I surprised myself when I missed those annoying evaluations once I became a SAHM. Now, I really DO wish someone would give me feedback on how I'm doing.

The One Thing I Never Thought I Would Miss When I Became a SAHM

I surprised myself when I missed those annoying evaluations once I became a SAHM. Now, I really DO wish someone would give me feedback on how I'm doing.

By Mary Ann Blair of Miracles in the Mess

When I became a full-time stay-at-home mom, I knew there were some things I would miss about being part of the traditional workforce. I would miss the daily interactions with my co-workers, the feeling of being a part of a mission that was greater than myself, and the pride I felt in contributing to our family financially. (And also maybe the donuts in the staff lounge on Fridays).

But there was one thing I desperately miss that wasn’t even on the radar — my annual performance evaluation. While I considered myself a good employee and never was hit with a negative performance review, it wasn’t something I ever really looked forward to. Especially when it meant I had to evaluate my own skill-set. That messed with my head.

DATA EXCERPTS:
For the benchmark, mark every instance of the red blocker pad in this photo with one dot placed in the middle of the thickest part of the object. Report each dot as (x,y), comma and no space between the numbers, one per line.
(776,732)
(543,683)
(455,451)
* * *
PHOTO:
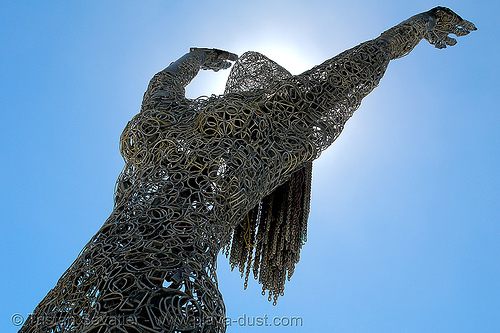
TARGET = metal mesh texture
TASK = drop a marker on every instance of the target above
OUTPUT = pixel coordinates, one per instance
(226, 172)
==
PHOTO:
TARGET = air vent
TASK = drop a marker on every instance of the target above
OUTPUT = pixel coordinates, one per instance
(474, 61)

REQUIREMENTS:
Return the part of the essay on missing performance reviews starting at "By Mary Ann" and ending at "lounge on Fridays).", copied word for word. The records above were drawn from a source unrelated to the essay on missing performance reviews.

THE COMPLETED TASK:
By Mary Ann Blair of Miracles in the Mess

When I became a full-time stay-at-home mom, I knew there were some things I would miss about being part of the traditional workforce. I would miss the daily interactions with my co-workers, the feeling of being a part of a mission that was greater than myself, and the pride I felt in contributing to our family financially. (And also maybe the donuts in the staff lounge on Fridays).